What is required:
Pictures stay out; everything else in the records below gets copied exactly.

━━ Entries provided ━━

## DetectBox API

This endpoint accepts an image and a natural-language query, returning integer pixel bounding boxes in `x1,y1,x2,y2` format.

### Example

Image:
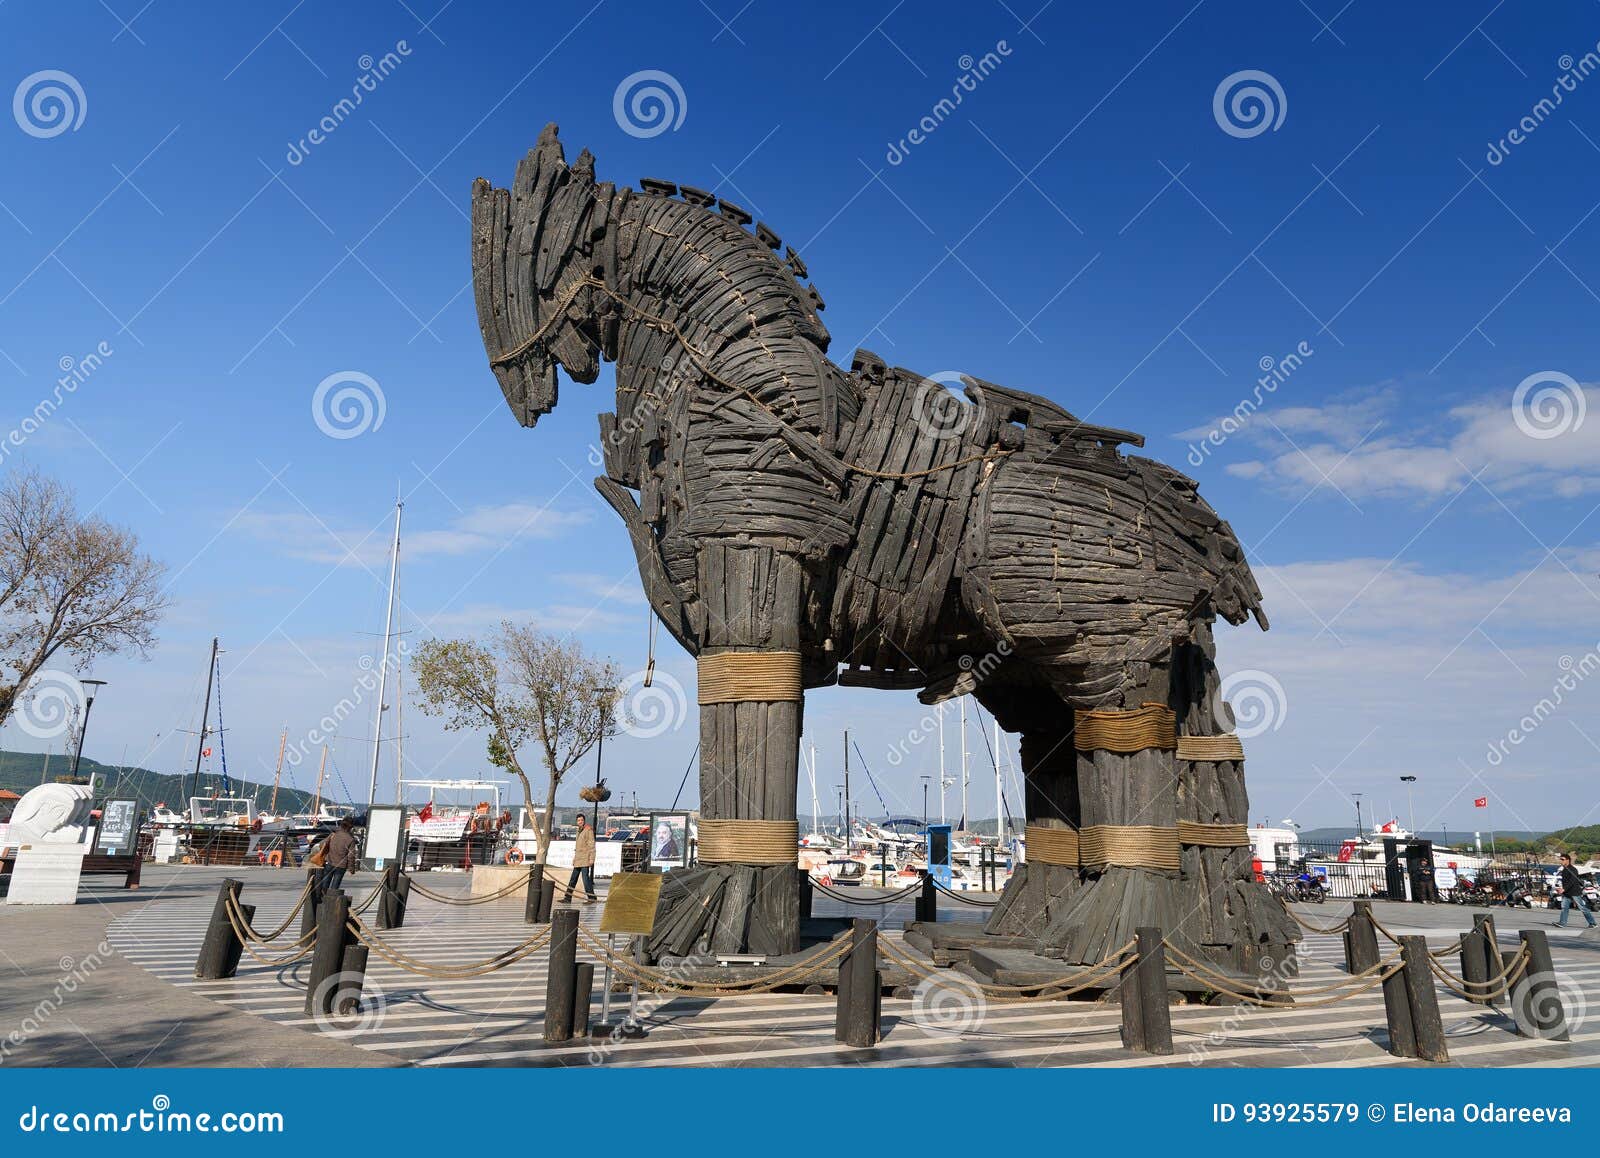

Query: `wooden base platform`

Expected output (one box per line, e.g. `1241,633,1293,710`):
902,920,1040,965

━━━

Written response:
## DetectBox API

This endpoint accepts an image and a natural-language query, returning integer pixel bounding boxes in `x1,y1,x2,y2` format.

### Example

Image:

Query: `wooden base platform`

Expected output (one box per line, e.g. `1241,633,1293,710`):
902,920,1040,965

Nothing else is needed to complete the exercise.